_Exercise details:_ Locate the line that contains "Where can the flock of swan be found here?". Print it and every subsequent line through the final line of the records, exactly and only those.

○ ○ ○

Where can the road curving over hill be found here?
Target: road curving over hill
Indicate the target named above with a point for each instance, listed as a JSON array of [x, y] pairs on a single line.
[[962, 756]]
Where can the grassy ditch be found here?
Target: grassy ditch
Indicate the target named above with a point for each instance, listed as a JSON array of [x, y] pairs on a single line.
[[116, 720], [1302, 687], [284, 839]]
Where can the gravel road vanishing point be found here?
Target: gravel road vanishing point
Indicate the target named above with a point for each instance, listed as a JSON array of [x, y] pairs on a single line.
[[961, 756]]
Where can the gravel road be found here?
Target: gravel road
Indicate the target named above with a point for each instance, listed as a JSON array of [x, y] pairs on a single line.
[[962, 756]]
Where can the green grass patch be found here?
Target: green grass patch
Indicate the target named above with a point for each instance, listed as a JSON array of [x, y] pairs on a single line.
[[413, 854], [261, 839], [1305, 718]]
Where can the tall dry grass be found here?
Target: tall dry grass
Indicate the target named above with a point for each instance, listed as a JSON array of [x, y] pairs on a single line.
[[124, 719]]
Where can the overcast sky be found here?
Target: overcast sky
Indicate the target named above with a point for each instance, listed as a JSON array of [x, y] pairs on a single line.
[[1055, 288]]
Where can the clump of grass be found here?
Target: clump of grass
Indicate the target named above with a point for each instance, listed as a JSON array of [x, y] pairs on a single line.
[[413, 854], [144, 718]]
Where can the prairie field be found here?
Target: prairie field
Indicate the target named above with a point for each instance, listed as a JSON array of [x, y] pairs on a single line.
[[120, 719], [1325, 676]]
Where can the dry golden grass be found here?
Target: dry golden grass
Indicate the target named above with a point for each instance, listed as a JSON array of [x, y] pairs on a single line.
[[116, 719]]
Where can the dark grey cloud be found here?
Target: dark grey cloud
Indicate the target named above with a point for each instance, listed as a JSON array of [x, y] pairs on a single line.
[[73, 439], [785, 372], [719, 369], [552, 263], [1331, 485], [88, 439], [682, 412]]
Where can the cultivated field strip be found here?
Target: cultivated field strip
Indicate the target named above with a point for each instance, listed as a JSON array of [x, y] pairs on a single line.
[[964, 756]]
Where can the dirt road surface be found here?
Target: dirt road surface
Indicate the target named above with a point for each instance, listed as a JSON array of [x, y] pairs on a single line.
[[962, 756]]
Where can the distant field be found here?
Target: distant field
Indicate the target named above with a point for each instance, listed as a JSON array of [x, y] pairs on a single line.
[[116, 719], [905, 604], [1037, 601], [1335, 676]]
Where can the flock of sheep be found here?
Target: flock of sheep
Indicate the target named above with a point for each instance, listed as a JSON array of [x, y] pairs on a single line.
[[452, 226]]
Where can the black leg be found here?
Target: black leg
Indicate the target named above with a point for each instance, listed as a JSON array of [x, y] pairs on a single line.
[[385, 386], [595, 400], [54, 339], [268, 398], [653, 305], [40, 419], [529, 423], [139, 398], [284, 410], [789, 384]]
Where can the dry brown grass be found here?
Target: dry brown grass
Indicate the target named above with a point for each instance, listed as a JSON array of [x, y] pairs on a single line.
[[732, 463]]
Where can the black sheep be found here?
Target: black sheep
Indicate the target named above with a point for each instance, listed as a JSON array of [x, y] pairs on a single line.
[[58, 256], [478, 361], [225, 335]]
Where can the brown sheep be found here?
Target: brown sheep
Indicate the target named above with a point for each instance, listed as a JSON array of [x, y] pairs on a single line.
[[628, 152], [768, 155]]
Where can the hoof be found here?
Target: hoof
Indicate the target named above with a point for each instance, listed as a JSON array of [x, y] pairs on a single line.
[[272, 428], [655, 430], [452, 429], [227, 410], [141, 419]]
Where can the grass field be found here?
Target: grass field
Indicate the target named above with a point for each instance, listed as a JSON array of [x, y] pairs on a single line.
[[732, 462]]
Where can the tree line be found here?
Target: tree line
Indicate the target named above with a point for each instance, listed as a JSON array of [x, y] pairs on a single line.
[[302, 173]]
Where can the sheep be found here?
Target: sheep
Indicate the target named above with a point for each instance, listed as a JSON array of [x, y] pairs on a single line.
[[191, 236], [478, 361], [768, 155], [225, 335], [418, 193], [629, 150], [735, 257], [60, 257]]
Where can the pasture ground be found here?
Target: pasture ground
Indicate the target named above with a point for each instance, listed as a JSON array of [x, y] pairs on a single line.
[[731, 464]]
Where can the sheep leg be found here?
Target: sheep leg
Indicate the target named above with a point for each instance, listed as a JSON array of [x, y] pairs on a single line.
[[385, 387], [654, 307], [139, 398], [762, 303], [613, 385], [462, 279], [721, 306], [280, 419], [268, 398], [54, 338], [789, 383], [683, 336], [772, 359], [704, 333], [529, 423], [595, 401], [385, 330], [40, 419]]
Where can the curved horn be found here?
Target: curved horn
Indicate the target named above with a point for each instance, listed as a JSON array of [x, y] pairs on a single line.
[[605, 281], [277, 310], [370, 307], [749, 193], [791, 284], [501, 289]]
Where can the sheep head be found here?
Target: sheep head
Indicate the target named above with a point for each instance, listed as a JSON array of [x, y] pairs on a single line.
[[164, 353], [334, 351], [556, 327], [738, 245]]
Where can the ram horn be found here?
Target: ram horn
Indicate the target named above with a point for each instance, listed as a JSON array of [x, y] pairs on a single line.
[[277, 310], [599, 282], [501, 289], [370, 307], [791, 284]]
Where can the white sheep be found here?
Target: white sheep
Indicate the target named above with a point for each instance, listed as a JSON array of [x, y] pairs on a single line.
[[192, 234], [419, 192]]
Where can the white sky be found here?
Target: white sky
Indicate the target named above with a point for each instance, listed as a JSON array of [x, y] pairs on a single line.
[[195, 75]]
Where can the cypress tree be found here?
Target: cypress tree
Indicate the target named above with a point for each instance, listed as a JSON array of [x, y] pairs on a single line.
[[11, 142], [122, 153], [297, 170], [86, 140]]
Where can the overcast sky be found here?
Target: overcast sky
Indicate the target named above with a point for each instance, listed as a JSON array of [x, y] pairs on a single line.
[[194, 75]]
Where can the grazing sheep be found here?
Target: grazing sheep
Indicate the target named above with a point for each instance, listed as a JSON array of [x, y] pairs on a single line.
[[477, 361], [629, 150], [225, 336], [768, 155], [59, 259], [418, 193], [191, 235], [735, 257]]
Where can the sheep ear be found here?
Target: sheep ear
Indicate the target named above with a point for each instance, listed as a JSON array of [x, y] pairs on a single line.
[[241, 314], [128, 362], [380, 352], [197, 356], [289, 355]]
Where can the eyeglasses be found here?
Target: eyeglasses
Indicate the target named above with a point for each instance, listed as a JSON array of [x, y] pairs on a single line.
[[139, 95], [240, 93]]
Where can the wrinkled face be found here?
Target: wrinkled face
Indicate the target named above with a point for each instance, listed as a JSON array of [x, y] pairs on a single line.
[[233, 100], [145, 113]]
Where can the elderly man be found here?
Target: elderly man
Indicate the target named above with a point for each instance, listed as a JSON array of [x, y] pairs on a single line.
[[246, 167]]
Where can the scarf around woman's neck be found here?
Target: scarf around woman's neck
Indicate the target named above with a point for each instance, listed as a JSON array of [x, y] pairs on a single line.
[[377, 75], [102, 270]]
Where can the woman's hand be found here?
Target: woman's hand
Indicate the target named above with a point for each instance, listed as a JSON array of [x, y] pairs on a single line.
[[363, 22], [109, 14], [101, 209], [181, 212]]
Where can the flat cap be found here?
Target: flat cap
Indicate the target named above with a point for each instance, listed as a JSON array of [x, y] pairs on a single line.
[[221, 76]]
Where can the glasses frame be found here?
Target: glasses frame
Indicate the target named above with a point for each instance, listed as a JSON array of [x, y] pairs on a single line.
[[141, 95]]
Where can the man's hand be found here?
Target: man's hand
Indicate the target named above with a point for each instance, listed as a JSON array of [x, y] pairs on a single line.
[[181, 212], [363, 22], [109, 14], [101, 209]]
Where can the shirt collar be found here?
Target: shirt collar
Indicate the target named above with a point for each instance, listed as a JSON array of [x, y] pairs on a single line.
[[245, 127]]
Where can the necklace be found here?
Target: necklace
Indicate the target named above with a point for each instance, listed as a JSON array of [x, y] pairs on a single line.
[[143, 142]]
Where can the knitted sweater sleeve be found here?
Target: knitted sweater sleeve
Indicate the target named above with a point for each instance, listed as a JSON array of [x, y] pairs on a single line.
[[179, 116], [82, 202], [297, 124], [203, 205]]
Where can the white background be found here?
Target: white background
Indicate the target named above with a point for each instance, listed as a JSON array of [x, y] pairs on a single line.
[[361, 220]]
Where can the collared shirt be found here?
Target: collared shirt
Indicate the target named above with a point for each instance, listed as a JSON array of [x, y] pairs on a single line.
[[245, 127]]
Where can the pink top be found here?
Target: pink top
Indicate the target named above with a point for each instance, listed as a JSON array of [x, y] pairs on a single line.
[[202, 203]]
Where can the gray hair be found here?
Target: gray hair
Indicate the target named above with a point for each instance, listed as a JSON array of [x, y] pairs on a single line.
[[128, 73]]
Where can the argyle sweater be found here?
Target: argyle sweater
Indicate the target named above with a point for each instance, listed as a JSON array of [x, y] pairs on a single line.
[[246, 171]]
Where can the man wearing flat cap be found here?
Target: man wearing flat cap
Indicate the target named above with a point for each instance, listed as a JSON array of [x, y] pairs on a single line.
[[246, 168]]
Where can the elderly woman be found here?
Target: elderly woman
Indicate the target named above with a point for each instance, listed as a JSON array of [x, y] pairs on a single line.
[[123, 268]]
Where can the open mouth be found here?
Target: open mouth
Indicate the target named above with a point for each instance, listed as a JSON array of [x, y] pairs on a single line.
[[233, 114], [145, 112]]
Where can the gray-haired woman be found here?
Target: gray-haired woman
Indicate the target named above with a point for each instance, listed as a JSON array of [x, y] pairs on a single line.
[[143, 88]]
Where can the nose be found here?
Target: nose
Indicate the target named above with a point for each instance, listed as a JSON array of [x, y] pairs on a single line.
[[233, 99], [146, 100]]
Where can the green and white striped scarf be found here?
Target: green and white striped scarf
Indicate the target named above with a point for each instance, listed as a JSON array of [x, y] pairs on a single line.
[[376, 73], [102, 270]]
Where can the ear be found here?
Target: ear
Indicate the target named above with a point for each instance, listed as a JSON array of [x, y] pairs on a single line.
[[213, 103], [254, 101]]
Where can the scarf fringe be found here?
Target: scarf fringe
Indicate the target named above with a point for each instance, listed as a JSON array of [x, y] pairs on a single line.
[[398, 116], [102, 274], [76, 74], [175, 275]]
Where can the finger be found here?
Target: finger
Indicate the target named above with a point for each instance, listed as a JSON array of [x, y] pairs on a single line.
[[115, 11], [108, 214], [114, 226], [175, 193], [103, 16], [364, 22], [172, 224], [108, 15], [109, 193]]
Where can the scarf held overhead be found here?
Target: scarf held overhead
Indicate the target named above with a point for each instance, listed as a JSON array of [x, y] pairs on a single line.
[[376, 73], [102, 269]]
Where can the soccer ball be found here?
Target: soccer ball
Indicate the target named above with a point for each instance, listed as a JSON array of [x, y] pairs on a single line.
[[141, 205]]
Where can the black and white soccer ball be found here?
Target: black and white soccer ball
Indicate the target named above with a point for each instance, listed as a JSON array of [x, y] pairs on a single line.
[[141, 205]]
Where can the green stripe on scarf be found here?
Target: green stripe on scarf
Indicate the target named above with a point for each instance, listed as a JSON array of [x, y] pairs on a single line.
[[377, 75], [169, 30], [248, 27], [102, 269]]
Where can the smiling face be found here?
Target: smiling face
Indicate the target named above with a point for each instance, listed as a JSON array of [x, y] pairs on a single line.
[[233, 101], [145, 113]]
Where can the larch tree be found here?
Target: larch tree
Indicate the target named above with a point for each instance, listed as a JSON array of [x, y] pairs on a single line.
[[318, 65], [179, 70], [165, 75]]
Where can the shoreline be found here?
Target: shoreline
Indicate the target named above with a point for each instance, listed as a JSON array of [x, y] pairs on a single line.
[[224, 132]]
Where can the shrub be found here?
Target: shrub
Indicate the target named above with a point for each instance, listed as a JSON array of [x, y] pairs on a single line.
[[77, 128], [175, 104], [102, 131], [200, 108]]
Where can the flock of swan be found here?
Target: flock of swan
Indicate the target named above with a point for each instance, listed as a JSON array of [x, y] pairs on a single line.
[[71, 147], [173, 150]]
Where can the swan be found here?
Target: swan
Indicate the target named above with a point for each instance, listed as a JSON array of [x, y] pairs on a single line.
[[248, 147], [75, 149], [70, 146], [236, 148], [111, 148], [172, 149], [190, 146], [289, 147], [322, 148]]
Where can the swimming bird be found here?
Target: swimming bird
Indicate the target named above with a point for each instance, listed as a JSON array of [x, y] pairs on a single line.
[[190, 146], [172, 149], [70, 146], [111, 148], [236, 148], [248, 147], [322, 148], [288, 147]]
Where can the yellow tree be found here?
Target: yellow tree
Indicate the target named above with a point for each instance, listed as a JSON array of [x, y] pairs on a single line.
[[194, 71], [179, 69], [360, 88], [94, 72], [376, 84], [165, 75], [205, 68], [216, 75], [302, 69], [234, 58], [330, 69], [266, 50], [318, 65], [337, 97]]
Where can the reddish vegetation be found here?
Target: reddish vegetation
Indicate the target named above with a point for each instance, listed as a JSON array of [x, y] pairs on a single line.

○ ○ ○

_Reply:_
Where can the flock of swan be found here?
Target: flock of swan
Indicate the target named above with a point for each instance, listed as a JSON array of [x, y] pairs on a single line.
[[71, 147], [173, 150]]
Where can the swan be found here?
Target: swan
Indicate the target named above with a point for each instance, listed as a JSON array of [x, y] pairs on a single line.
[[248, 147], [75, 149], [70, 146], [236, 148], [111, 148], [172, 149], [190, 146], [289, 147], [322, 148]]
Where can the swimming bird be found here?
Target: swimming bird
Indicate the target named above with a point for each instance, listed as a JSON array of [x, y] pairs on a single line.
[[190, 146], [172, 149], [70, 146], [111, 148], [236, 148], [248, 147], [322, 148], [288, 147]]
Where can the yellow tree be found here?
Target: yellow tree
Indicate the target named above with a point for each instance, listed as a JSON array of [x, y] pairs on a single line.
[[194, 71], [179, 69], [360, 88], [94, 72], [376, 84], [165, 75], [205, 68], [216, 75], [302, 69], [234, 58], [330, 69], [266, 50], [318, 65], [337, 97]]
Where can the reddish vegetation be found here?
Target: reddish vegetation
Indicate the target named above with a point for each instance, listed as a JSON array of [x, y] pairs on a single line.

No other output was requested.